→ Required work
Reproduce the following lines unchanged.

=== Provided data ===

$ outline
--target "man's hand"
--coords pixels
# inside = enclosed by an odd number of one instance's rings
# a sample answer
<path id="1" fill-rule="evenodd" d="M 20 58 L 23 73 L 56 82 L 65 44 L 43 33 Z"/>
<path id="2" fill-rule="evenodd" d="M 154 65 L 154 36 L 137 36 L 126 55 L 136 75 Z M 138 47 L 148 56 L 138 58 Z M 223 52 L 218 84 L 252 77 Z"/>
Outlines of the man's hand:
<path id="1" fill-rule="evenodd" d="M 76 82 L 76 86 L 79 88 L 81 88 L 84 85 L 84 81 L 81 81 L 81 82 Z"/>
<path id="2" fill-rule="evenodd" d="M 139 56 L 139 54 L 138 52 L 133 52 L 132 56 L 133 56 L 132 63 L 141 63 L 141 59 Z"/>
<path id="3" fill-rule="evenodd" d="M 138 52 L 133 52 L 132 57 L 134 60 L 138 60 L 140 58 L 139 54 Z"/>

===

→ Final result
$ outline
--target "man's hand"
--coords pixels
# inside = enclosed by an odd number of one instance's rings
# a sample answer
<path id="1" fill-rule="evenodd" d="M 20 58 L 23 73 L 56 82 L 65 44 L 43 33 Z"/>
<path id="2" fill-rule="evenodd" d="M 154 65 L 154 36 L 137 36 L 126 55 L 136 75 Z M 138 47 L 148 56 L 138 58 Z M 223 52 L 218 84 L 252 77 Z"/>
Outlines of the man's hand:
<path id="1" fill-rule="evenodd" d="M 76 82 L 76 86 L 79 88 L 81 88 L 84 85 L 84 81 L 81 81 L 81 82 Z"/>
<path id="2" fill-rule="evenodd" d="M 139 56 L 139 54 L 138 52 L 133 52 L 132 56 L 133 56 L 132 63 L 141 63 L 141 59 Z"/>
<path id="3" fill-rule="evenodd" d="M 138 52 L 133 52 L 132 57 L 134 60 L 138 60 L 140 58 L 139 54 Z"/>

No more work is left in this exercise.